Task item: Below is a listing; repeat exactly the lines from the one containing "Target: gray vanity cabinet" to the one containing "Would you mind pointing out the rolled", both included.

━━━━━━━━

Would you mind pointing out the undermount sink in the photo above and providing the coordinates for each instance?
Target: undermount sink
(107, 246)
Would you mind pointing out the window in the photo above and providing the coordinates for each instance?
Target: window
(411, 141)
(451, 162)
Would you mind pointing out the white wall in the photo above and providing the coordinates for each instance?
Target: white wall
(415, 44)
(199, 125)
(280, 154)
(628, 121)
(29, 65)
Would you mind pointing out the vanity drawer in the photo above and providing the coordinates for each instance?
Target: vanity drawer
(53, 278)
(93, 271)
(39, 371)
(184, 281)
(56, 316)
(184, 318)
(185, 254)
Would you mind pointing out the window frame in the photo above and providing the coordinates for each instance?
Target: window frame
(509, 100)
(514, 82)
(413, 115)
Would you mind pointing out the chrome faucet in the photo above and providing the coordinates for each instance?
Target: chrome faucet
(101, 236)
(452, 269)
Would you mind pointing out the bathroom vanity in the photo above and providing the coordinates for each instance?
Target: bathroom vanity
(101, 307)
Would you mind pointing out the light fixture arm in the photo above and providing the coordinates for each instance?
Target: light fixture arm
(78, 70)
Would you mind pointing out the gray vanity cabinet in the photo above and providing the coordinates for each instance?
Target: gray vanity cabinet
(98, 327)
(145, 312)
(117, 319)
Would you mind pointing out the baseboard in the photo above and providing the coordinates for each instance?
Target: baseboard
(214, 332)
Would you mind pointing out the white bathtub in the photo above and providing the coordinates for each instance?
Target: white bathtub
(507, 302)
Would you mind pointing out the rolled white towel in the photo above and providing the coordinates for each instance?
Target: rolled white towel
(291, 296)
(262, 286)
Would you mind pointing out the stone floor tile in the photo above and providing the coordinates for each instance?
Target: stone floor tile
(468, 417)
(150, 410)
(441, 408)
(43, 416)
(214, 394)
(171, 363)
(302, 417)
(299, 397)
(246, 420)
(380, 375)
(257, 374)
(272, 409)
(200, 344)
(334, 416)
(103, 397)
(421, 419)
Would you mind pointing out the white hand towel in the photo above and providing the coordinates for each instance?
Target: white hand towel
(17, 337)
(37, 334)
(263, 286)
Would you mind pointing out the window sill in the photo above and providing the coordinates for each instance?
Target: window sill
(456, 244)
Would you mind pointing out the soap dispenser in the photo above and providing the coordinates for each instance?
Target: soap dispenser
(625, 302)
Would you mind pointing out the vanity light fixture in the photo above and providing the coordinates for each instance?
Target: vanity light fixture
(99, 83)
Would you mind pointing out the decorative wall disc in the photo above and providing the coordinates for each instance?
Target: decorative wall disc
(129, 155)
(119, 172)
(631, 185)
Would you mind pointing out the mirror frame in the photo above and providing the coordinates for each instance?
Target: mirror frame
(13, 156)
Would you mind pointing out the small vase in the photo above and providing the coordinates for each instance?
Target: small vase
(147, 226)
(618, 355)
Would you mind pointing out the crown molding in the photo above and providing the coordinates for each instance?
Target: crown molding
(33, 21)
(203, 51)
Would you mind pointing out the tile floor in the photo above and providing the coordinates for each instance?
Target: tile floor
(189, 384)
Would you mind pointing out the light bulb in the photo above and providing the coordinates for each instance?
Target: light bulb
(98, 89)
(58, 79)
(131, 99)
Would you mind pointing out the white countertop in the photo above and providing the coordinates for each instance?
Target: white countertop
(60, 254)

━━━━━━━━

Problem solution:
Target: gray vanity cabinet
(98, 327)
(145, 312)
(117, 319)
Would you mind pointing out the baseboard in the photo above and providing the coordinates for each instance?
Target: baseboard
(214, 332)
Would you mind pointing out the white bathtub in the photo above and providing the coordinates for each instance?
Target: white bathtub
(507, 302)
Would you mind pointing out the rolled white towel in the photo above and providing the coordinates for each instance?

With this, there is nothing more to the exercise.